#### [Set exercise]
Render the listing as a two-column CSV with the header command,result, starting at the line that contains "outline --target=overcast sky" and stopping after the line that contains "[[[448,240],[446,205],[48,177],[0,207],[0,298],[448,299]]]". Each row holds one command's text and its result, each in a single quoted field, with line breaks replaced by spaces.
——————————
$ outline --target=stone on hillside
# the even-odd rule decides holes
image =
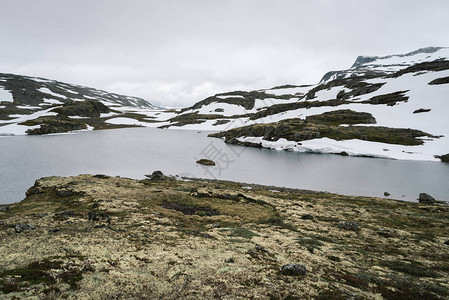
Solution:
[[[303,220],[313,220],[313,216],[310,214],[302,215],[301,219]]]
[[[306,275],[307,269],[300,264],[288,264],[281,267],[281,273],[288,276]]]
[[[215,163],[210,159],[199,159],[196,161],[197,164],[205,165],[205,166],[215,166]]]
[[[0,212],[5,212],[9,210],[9,206],[0,206]]]
[[[154,171],[153,174],[151,175],[145,175],[146,177],[148,177],[148,179],[150,180],[163,180],[165,178],[164,173],[162,173],[161,171]]]
[[[434,204],[435,198],[426,193],[420,193],[418,198],[419,203],[423,204]]]
[[[345,230],[359,231],[359,223],[354,221],[340,221],[338,227]]]
[[[14,230],[16,233],[21,233],[25,230],[34,230],[34,226],[30,224],[14,224],[13,225]]]

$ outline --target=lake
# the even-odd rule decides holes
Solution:
[[[127,128],[0,137],[0,203],[22,200],[43,176],[164,174],[414,201],[449,200],[449,164],[284,152],[227,145],[209,132]],[[210,158],[215,167],[196,163]]]

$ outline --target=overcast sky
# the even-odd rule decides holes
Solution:
[[[0,0],[0,73],[187,106],[449,46],[447,0]]]

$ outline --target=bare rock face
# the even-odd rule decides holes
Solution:
[[[434,204],[436,202],[435,198],[426,193],[420,193],[418,201],[423,204]]]
[[[359,223],[354,221],[340,221],[338,227],[345,230],[359,231]]]

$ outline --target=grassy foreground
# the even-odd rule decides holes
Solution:
[[[448,240],[446,205],[48,177],[0,207],[0,298],[448,299]]]

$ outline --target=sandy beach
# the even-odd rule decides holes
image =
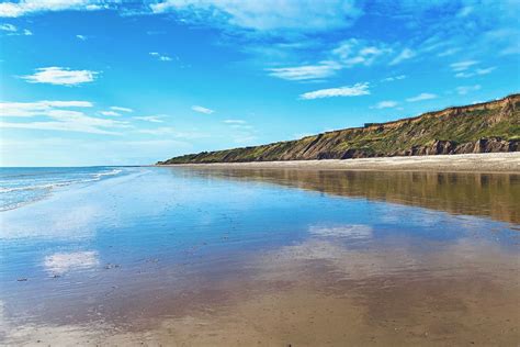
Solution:
[[[291,168],[308,170],[520,172],[520,152],[361,159],[182,164],[183,167]]]
[[[518,345],[518,175],[118,170],[2,212],[0,345]]]

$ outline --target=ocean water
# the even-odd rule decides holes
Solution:
[[[0,345],[520,340],[520,175],[22,175],[54,186],[0,212]]]
[[[117,167],[0,168],[0,211],[44,199],[63,187],[95,182],[122,172]]]

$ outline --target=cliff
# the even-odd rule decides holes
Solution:
[[[520,94],[387,123],[261,146],[203,152],[158,165],[348,159],[520,150]]]

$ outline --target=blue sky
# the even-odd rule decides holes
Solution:
[[[517,0],[0,1],[2,166],[150,164],[519,91]]]

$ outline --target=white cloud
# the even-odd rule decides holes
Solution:
[[[437,94],[423,92],[423,93],[418,94],[417,97],[408,98],[406,99],[406,101],[416,102],[416,101],[430,100],[430,99],[436,99],[436,98],[437,98]]]
[[[150,8],[155,13],[174,12],[189,22],[271,33],[346,27],[361,14],[353,0],[166,0]]]
[[[204,113],[204,114],[212,114],[213,112],[215,112],[214,110],[206,109],[206,108],[199,107],[199,105],[191,107],[191,109],[195,112]]]
[[[461,72],[455,74],[455,77],[456,78],[470,78],[470,77],[473,77],[473,76],[488,75],[488,74],[491,74],[496,68],[497,68],[496,66],[491,66],[491,67],[488,67],[488,68],[485,68],[485,69],[476,69],[476,70],[470,71],[470,72],[461,71]]]
[[[475,64],[478,64],[478,61],[477,60],[464,60],[464,61],[450,64],[450,67],[453,71],[457,72],[457,71],[467,70],[470,67],[472,67]]]
[[[18,31],[18,27],[13,24],[0,24],[0,30],[3,32],[15,33]]]
[[[225,120],[224,123],[226,123],[226,124],[246,124],[246,121],[242,121],[242,120]]]
[[[332,76],[341,66],[334,61],[321,61],[318,65],[305,65],[296,67],[281,67],[267,69],[270,76],[286,80],[310,80]]]
[[[108,4],[98,0],[21,0],[20,2],[0,3],[0,16],[15,18],[47,11],[93,11],[105,8]]]
[[[309,91],[299,96],[299,99],[313,100],[332,97],[359,97],[370,94],[369,83],[355,83],[352,87],[339,87]]]
[[[381,81],[382,82],[393,82],[395,80],[400,80],[400,79],[405,79],[405,78],[406,78],[406,75],[391,76],[391,77],[383,78]]]
[[[37,122],[0,122],[3,128],[35,128],[118,135],[113,128],[129,127],[127,122],[99,119],[70,108],[91,108],[88,101],[0,102],[2,117],[46,117]]]
[[[29,29],[19,30],[12,24],[0,24],[0,31],[7,32],[7,35],[31,36],[33,34]]]
[[[134,112],[134,110],[128,109],[128,108],[111,107],[110,109],[114,111],[121,111],[121,112]]]
[[[392,48],[377,42],[349,38],[327,53],[327,59],[296,67],[269,68],[270,76],[286,80],[319,80],[354,66],[371,66],[377,58],[392,53]]]
[[[437,54],[438,57],[446,57],[446,56],[450,56],[450,55],[454,55],[455,53],[457,53],[459,51],[461,51],[461,48],[448,48],[448,49],[444,49],[442,52],[439,52]]]
[[[388,65],[397,65],[399,63],[403,63],[404,60],[411,59],[415,57],[417,54],[411,51],[410,48],[405,48],[403,52],[396,56]]]
[[[137,133],[140,134],[148,134],[148,135],[170,135],[176,133],[176,128],[170,127],[170,126],[162,126],[162,127],[157,127],[157,128],[140,128],[137,131]]]
[[[467,94],[468,92],[472,92],[472,91],[475,91],[475,90],[479,90],[481,89],[481,85],[475,85],[475,86],[461,86],[461,87],[456,87],[456,92],[460,94],[460,96],[465,96]]]
[[[143,116],[133,116],[134,120],[150,122],[150,123],[162,123],[165,115],[143,115]]]
[[[370,43],[363,40],[350,38],[341,42],[331,51],[331,56],[343,67],[355,65],[370,66],[383,55],[392,53],[392,48],[382,43]]]
[[[120,116],[121,113],[117,113],[115,111],[101,111],[100,112],[102,115],[110,115],[110,116]]]
[[[36,101],[36,102],[0,102],[2,116],[45,115],[57,108],[91,108],[89,101]]]
[[[163,54],[159,54],[157,52],[150,52],[149,55],[157,58],[160,61],[171,61],[171,60],[173,60],[171,57],[169,57],[167,55],[163,55]]]
[[[98,74],[98,71],[71,70],[54,66],[38,68],[33,75],[22,76],[22,78],[31,83],[76,86],[92,82]]]
[[[377,102],[372,109],[392,109],[395,108],[398,103],[396,101],[387,100]]]

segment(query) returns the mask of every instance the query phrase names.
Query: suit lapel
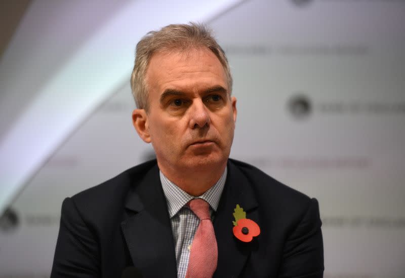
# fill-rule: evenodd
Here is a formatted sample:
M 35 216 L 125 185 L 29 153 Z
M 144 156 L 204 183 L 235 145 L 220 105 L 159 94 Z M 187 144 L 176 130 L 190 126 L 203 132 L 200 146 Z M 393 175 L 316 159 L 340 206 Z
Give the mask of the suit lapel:
M 174 243 L 157 166 L 129 194 L 121 223 L 134 265 L 143 277 L 177 277 Z
M 252 250 L 257 248 L 255 239 L 250 243 L 243 243 L 233 235 L 232 213 L 237 204 L 247 212 L 247 218 L 258 221 L 256 219 L 257 203 L 250 182 L 240 170 L 228 161 L 226 182 L 214 221 L 218 247 L 218 263 L 214 277 L 238 276 Z

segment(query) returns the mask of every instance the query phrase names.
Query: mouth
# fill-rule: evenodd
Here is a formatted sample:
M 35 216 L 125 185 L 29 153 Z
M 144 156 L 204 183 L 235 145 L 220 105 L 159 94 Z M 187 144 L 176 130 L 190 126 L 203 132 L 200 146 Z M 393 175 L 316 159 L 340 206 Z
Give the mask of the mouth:
M 213 141 L 211 141 L 210 140 L 201 140 L 201 141 L 197 141 L 194 142 L 190 144 L 190 146 L 209 146 L 211 144 L 214 144 L 214 142 Z

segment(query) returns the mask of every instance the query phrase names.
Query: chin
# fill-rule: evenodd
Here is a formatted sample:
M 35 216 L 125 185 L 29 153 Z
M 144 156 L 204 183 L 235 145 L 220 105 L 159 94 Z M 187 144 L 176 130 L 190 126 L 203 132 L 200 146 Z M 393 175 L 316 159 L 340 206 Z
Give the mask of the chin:
M 213 155 L 197 155 L 183 160 L 185 168 L 195 168 L 197 171 L 218 169 L 226 165 L 227 161 L 227 156 Z

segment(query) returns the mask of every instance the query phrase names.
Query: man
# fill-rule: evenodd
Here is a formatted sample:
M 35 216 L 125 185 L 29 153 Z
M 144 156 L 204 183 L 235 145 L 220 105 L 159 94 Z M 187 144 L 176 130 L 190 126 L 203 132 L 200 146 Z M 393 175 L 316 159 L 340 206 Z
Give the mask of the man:
M 156 160 L 64 201 L 51 276 L 322 277 L 316 201 L 228 158 L 236 100 L 207 29 L 150 32 L 131 86 Z

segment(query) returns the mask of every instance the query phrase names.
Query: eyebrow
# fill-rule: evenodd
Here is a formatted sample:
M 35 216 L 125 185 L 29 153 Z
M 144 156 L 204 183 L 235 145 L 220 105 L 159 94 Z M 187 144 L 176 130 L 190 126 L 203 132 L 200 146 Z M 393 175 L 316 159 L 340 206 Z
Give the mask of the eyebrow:
M 218 92 L 218 93 L 225 94 L 227 93 L 228 92 L 228 91 L 222 86 L 218 85 L 217 86 L 214 86 L 213 87 L 208 88 L 208 89 L 204 91 L 204 94 L 207 94 L 214 92 Z M 182 92 L 181 91 L 179 91 L 178 90 L 175 90 L 173 89 L 167 89 L 164 91 L 163 93 L 160 95 L 160 102 L 163 102 L 166 98 L 173 96 L 183 97 L 185 96 L 186 94 L 185 93 Z

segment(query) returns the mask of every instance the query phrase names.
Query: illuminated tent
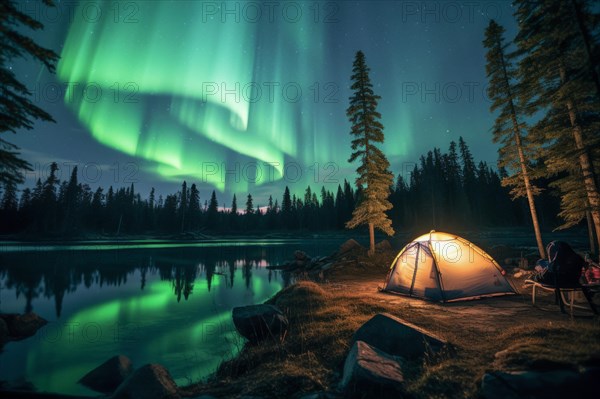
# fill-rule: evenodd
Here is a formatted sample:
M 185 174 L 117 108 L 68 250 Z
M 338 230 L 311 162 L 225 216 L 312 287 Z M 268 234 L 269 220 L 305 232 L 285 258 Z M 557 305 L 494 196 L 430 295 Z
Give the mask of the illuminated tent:
M 384 291 L 440 302 L 515 293 L 500 265 L 485 251 L 462 237 L 436 231 L 400 251 Z

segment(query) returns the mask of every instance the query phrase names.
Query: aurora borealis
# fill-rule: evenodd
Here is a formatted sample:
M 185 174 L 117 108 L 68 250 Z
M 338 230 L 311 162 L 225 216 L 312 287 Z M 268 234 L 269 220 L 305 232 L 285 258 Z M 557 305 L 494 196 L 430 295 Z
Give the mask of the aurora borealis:
M 461 135 L 495 163 L 481 40 L 490 17 L 511 28 L 505 2 L 23 4 L 61 55 L 56 76 L 20 68 L 57 120 L 15 140 L 42 165 L 28 183 L 57 160 L 94 163 L 105 180 L 90 183 L 116 185 L 129 181 L 111 165 L 134 163 L 141 190 L 188 180 L 226 201 L 333 189 L 354 177 L 345 108 L 358 49 L 396 174 Z

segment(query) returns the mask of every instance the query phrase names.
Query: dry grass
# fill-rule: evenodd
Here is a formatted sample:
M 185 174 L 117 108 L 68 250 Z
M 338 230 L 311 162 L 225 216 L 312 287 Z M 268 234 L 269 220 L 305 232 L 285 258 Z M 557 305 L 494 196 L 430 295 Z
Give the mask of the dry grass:
M 597 318 L 569 319 L 558 309 L 544 312 L 520 297 L 449 306 L 378 293 L 393 254 L 379 255 L 370 269 L 364 266 L 366 256 L 353 256 L 354 262 L 327 276 L 329 283 L 301 281 L 269 300 L 290 321 L 283 342 L 245 345 L 214 378 L 185 393 L 289 399 L 334 391 L 354 331 L 379 312 L 434 331 L 453 348 L 407 364 L 406 389 L 413 398 L 476 398 L 488 370 L 600 364 Z

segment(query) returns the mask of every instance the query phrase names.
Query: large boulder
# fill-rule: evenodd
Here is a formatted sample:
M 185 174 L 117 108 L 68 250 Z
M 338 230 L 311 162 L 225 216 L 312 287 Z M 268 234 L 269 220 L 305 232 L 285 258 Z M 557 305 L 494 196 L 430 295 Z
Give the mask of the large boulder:
M 252 343 L 281 339 L 288 328 L 287 317 L 275 305 L 250 305 L 233 308 L 236 330 Z
M 338 250 L 338 255 L 345 254 L 346 252 L 350 252 L 355 249 L 364 249 L 362 245 L 360 245 L 356 240 L 349 239 L 342 245 L 340 245 L 340 249 Z
M 84 375 L 79 383 L 94 391 L 112 393 L 131 373 L 131 360 L 127 356 L 118 355 Z
M 443 338 L 387 313 L 376 314 L 356 330 L 352 342 L 357 341 L 405 359 L 435 354 L 447 344 Z
M 496 371 L 481 381 L 486 399 L 567 398 L 581 388 L 581 375 L 573 370 Z
M 340 390 L 346 397 L 401 397 L 403 360 L 356 341 L 344 364 Z
M 3 314 L 0 315 L 8 327 L 8 334 L 11 340 L 19 341 L 29 338 L 40 328 L 48 324 L 37 314 L 30 312 L 25 314 Z
M 112 399 L 176 399 L 177 385 L 160 364 L 146 364 L 134 371 L 115 391 Z

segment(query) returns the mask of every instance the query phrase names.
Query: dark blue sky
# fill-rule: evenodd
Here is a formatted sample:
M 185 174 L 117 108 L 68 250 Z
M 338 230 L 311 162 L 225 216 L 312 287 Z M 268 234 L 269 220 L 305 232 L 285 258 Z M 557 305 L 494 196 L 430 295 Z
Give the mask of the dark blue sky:
M 93 188 L 134 182 L 144 195 L 184 179 L 225 203 L 335 189 L 356 168 L 345 108 L 357 50 L 395 174 L 459 136 L 496 162 L 481 42 L 490 18 L 513 37 L 508 1 L 75 3 L 20 3 L 62 57 L 57 75 L 12 66 L 57 121 L 15 136 L 36 169 L 27 184 L 56 161 L 64 178 L 78 165 Z

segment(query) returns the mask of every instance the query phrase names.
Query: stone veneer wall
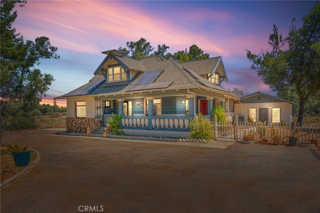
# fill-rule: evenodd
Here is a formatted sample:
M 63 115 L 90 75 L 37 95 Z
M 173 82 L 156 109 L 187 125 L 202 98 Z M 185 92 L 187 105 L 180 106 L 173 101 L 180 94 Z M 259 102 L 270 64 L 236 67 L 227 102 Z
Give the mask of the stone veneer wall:
M 100 119 L 95 118 L 66 118 L 66 132 L 77 133 L 86 133 L 86 128 L 90 128 L 92 132 L 102 126 Z

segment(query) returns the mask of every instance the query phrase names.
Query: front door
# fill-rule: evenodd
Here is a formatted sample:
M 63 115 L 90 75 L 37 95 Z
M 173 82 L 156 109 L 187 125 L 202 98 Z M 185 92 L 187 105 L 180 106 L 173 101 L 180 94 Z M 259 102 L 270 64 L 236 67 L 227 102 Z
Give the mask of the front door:
M 268 122 L 268 108 L 259 108 L 259 121 L 264 122 Z
M 200 112 L 202 116 L 206 116 L 208 114 L 208 100 L 200 100 Z

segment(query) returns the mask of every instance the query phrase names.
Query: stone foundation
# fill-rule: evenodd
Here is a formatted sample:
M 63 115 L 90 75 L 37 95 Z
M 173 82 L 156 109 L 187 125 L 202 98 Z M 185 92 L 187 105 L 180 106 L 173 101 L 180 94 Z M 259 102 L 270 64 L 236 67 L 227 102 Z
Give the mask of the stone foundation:
M 90 132 L 102 126 L 100 119 L 66 118 L 66 132 L 76 133 L 86 133 L 87 128 Z

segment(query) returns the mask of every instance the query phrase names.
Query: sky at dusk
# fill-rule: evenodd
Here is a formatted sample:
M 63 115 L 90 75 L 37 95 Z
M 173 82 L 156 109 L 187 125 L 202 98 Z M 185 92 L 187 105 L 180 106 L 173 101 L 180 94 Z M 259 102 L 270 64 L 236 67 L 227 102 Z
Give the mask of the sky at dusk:
M 106 55 L 144 38 L 156 50 L 174 54 L 195 44 L 210 57 L 221 56 L 228 78 L 222 86 L 275 95 L 252 70 L 246 50 L 269 48 L 273 24 L 286 36 L 292 21 L 300 27 L 316 1 L 82 1 L 28 0 L 16 8 L 12 24 L 26 40 L 50 38 L 58 60 L 41 60 L 36 68 L 55 79 L 42 104 L 88 82 Z M 60 106 L 64 100 L 57 100 Z

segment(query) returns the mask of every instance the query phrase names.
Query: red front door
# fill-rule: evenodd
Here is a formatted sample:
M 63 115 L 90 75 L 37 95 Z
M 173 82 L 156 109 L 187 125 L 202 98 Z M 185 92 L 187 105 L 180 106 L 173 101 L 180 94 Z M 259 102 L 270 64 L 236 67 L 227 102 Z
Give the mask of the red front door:
M 208 100 L 200 100 L 200 112 L 202 113 L 202 116 L 206 116 L 208 114 Z

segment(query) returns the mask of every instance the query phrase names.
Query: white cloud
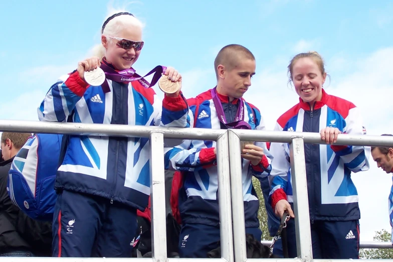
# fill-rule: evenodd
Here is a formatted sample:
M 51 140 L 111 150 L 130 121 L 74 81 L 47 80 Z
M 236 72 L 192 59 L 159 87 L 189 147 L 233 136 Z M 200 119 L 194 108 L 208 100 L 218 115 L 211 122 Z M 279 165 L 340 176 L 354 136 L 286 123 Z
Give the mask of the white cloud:
M 318 39 L 313 40 L 301 39 L 295 44 L 292 48 L 292 50 L 296 53 L 303 53 L 318 50 L 320 46 L 320 41 Z
M 47 65 L 38 66 L 21 72 L 19 77 L 21 79 L 28 79 L 32 83 L 55 83 L 61 76 L 72 72 L 77 68 L 78 62 L 68 65 L 55 66 Z M 47 90 L 49 89 L 48 86 Z
M 2 102 L 0 104 L 0 119 L 38 121 L 37 108 L 47 91 L 36 90 L 25 92 L 9 102 Z
M 393 116 L 390 106 L 393 75 L 390 65 L 393 60 L 393 48 L 380 49 L 367 57 L 355 61 L 348 59 L 340 60 L 342 57 L 341 55 L 335 56 L 335 62 L 330 63 L 329 65 L 338 66 L 339 68 L 349 66 L 351 72 L 339 78 L 332 75 L 334 80 L 325 88 L 326 92 L 346 99 L 358 106 L 362 111 L 368 134 L 392 133 Z M 344 64 L 341 65 L 341 63 Z M 339 71 L 339 69 L 332 67 L 327 70 Z M 245 98 L 260 108 L 267 127 L 271 129 L 277 118 L 298 102 L 298 96 L 293 87 L 287 85 L 285 70 L 271 71 L 264 69 L 257 75 Z M 391 186 L 391 175 L 378 170 L 372 159 L 370 161 L 370 170 L 352 176 L 360 198 L 361 241 L 372 241 L 375 231 L 382 228 L 388 231 L 390 230 L 387 197 Z

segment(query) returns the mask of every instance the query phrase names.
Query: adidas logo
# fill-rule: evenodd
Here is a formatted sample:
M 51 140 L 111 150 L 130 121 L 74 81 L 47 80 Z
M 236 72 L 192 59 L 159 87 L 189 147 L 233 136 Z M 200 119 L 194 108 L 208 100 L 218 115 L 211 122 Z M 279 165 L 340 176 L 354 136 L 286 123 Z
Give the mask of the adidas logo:
M 102 103 L 102 100 L 101 100 L 101 97 L 100 97 L 100 95 L 98 94 L 96 94 L 93 97 L 90 99 L 90 101 L 92 102 L 96 102 L 97 103 Z
M 356 236 L 355 235 L 353 234 L 353 232 L 352 232 L 352 230 L 349 230 L 349 232 L 346 234 L 346 236 L 345 236 L 345 238 L 347 239 L 350 239 L 351 238 L 356 238 Z
M 203 110 L 201 112 L 201 113 L 199 114 L 198 119 L 203 118 L 204 117 L 209 117 L 209 115 L 204 110 Z

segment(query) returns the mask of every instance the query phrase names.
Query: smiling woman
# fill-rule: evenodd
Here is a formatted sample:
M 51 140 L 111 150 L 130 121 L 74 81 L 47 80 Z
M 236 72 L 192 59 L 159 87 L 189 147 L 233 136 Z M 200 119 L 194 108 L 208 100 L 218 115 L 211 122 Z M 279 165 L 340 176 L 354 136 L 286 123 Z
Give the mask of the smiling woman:
M 102 26 L 101 43 L 95 47 L 94 56 L 101 61 L 105 57 L 118 70 L 128 69 L 138 59 L 143 46 L 142 28 L 142 22 L 129 13 L 111 16 Z
M 320 133 L 327 145 L 304 145 L 314 258 L 357 258 L 360 214 L 351 172 L 368 170 L 369 148 L 336 146 L 339 134 L 364 134 L 358 109 L 327 94 L 323 61 L 316 52 L 296 55 L 288 67 L 299 103 L 280 116 L 275 130 Z M 276 214 L 291 215 L 287 223 L 288 253 L 296 256 L 293 196 L 288 144 L 272 143 L 270 198 Z
M 143 47 L 142 26 L 128 12 L 109 17 L 96 56 L 52 85 L 38 109 L 40 120 L 189 126 L 181 75 L 157 66 L 150 85 L 131 67 Z M 162 102 L 149 88 L 161 73 L 178 87 Z M 53 255 L 131 256 L 136 210 L 145 210 L 150 192 L 148 140 L 70 136 L 64 145 L 55 185 Z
——————————
#### [Task result]
command,result
"$ outline --target=overcast sky # the even-odd rule decides holes Solution:","[[[0,0],[0,73],[187,106],[449,46],[447,0]]]"
"$ outline --target=bare rock face # the even-odd rule decides holes Solution:","[[[434,204],[436,202],[435,198],[426,193],[420,193],[418,201],[423,204]]] [[[359,223],[354,221],[340,221],[338,227],[345,230],[359,231]]]"
"$ outline --target=grassy foreground # the even-odd rule decides holes Solution:","[[[448,240],[446,205],[48,177],[0,207],[0,298],[448,299]]]"